[Point annotations for photos]
★ ★ ★ ★ ★ ★ ★
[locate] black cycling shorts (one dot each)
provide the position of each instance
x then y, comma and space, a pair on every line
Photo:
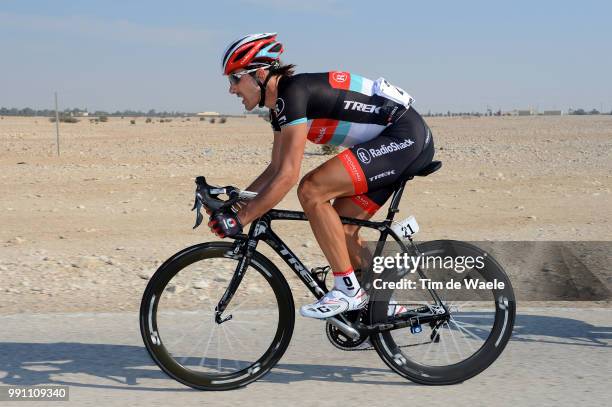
376, 166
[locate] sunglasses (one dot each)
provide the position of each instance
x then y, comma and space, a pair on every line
234, 78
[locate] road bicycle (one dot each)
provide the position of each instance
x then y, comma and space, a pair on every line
220, 315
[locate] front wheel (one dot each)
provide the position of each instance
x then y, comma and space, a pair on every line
467, 340
177, 318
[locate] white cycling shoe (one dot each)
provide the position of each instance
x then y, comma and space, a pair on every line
333, 303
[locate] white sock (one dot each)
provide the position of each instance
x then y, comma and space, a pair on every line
346, 282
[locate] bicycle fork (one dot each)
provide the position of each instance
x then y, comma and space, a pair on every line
246, 248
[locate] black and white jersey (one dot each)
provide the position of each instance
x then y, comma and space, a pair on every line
339, 108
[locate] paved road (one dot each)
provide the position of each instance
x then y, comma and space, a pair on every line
557, 357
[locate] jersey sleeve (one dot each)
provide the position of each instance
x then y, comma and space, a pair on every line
292, 103
274, 121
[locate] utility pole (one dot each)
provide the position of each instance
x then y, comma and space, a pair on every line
57, 123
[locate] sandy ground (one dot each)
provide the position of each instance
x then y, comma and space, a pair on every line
556, 357
83, 231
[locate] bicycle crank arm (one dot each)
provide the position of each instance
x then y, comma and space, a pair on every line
346, 328
402, 321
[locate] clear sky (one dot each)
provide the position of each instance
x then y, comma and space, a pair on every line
450, 55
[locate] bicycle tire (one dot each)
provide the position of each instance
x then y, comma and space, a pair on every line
152, 338
505, 312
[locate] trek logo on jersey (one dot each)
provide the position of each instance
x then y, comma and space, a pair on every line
361, 107
382, 175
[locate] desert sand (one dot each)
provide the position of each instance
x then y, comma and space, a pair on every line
83, 231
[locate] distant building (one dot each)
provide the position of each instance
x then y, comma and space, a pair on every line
523, 112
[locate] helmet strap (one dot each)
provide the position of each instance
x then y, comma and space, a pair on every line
262, 87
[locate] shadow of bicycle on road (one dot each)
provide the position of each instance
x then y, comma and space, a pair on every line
126, 366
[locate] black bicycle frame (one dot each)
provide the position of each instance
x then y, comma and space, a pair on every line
261, 229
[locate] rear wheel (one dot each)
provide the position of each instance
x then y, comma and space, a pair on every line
464, 343
177, 318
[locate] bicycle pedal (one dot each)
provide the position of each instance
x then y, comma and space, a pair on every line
415, 327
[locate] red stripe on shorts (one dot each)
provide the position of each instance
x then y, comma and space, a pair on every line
354, 169
366, 203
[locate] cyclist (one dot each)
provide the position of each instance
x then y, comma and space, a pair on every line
385, 136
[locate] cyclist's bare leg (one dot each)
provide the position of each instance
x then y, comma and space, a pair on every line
316, 190
358, 253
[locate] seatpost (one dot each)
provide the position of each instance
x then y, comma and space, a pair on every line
397, 195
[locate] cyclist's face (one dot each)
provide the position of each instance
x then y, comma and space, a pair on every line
247, 89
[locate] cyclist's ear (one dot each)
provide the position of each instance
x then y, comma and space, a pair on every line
261, 74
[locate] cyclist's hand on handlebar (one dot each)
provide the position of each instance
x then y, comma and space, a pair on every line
225, 224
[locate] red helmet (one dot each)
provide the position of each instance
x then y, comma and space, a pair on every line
252, 51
★ ★ ★ ★ ★ ★ ★
--- SET TASK ---
Write out the lines above again, from the line that contains "[locate] cyclist's hand" through the final line, copying all text unchanged except for the coordinate values. Multiply each coordinate value by 1.2 and round it to a whole number, rounding halves up.

--- FULL RESPONSE ---
[locate] cyclist's hand on handlebar (one dot each)
provide the position of each instance
x then y, comma and space, a pair on every line
270, 269
[locate] red helmet (one dot each)
provide the position of each instance
x then y, comma and space, a pair on every line
302, 61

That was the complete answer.